Exercise => Retype all of the entries word for word.
** START OF Data **
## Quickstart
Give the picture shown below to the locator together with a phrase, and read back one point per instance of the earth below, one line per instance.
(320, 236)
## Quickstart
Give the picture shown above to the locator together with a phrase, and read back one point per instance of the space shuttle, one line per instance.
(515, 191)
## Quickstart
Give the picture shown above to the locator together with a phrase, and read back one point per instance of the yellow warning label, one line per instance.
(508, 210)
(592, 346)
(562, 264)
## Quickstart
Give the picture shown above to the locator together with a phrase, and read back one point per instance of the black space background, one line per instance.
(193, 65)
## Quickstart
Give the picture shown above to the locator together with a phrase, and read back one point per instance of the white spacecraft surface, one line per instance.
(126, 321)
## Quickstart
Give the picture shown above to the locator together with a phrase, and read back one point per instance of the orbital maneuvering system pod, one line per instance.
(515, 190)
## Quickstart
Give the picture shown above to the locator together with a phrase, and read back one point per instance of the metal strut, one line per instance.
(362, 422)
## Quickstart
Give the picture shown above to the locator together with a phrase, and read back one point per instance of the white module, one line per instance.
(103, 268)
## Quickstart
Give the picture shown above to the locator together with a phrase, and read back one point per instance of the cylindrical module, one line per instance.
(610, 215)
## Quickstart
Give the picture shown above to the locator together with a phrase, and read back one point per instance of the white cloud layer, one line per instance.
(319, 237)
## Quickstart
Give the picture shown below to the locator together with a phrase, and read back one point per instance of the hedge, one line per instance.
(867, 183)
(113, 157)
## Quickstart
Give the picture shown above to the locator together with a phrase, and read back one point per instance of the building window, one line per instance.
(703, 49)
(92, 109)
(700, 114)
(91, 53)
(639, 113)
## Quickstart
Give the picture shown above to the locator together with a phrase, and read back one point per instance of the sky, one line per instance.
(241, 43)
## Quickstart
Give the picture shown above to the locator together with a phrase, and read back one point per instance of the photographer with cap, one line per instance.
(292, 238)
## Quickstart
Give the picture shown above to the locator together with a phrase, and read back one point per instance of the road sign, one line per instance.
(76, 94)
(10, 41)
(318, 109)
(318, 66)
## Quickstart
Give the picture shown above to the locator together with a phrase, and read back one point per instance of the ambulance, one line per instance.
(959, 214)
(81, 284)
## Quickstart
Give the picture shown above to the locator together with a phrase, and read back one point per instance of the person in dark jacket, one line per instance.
** END OF Data **
Task output =>
## Quickstart
Give the picture shown below to the locator together with a phrase, and read back one point per instance of the earth below, one line per instance.
(320, 236)
## Quickstart
Give the picture shown above to the locator together with a phrase, and read back one point per instance of the space shuttle, one line per instance.
(515, 191)
## Quickstart
Give the picture shown above to the locator together with a phrase, and read back one point per instance of the yellow warning label, one line per instance.
(508, 210)
(592, 346)
(562, 264)
## Quickstart
Give the picture shown above to the locator together with a phrase, and read back one point per instance of the black space background, one line per instance.
(193, 65)
## Quickstart
Give the picture shown above to the locator together with a phrase, and read back one point per instance of the white spacecraft surface, one line per instance.
(126, 321)
## Quickstart
Give the picture shown above to the locator together with a phrase, and read back one point per instance of the orbital maneuvering system pod, one line per instance.
(515, 190)
## Quickstart
Give the picture shown above to the locator together with a phrase, and read back one point per instance of the metal strut, one line per instance.
(362, 422)
## Quickstart
Give the picture shown above to the locator together with a phrase, and read back one point per instance of the white module, one line per instance.
(103, 268)
## Quickstart
Give the picture shown above to the locator together with a phrase, and read back one point per instance of the cylindrical module, one line per instance.
(610, 215)
## Quickstart
Give the picture shown above to the locator together with a phrase, and read back one point per instance of the white cloud layer, one line per instance.
(319, 237)
## Quickstart
Give the picture shown below to the locator together with a phrase, and read back one point per instance of the hedge, one line per instance.
(867, 183)
(113, 157)
## Quickstart
Give the picture shown above to the locator together with a phrase, and read back one point per instance of the building window, one line per instance.
(703, 49)
(92, 109)
(700, 114)
(91, 53)
(639, 113)
## Quickstart
Give the picture shown above to the locator together with a phrase, and read back one point per instance of the sky, one line per instance.
(241, 43)
## Quickstart
Give the picture shown above to the locator together with a phrase, and read back one point per instance of the photographer with cap, one line per instance.
(292, 238)
## Quickstart
Give the picture shown above to the locator together with a phrase, and read back one point per instance of the road sign, one line per instance.
(76, 94)
(10, 41)
(318, 109)
(318, 66)
## Quickstart
Give the picture shown above to the locator together with a phrase, and read back one point per instance of the ambulance, one line per instance.
(959, 214)
(81, 284)
## Quickstart
Give the picture shown above to the locator together with a phrase, and read back one point per instance of the person in dark jacket, one line per instance.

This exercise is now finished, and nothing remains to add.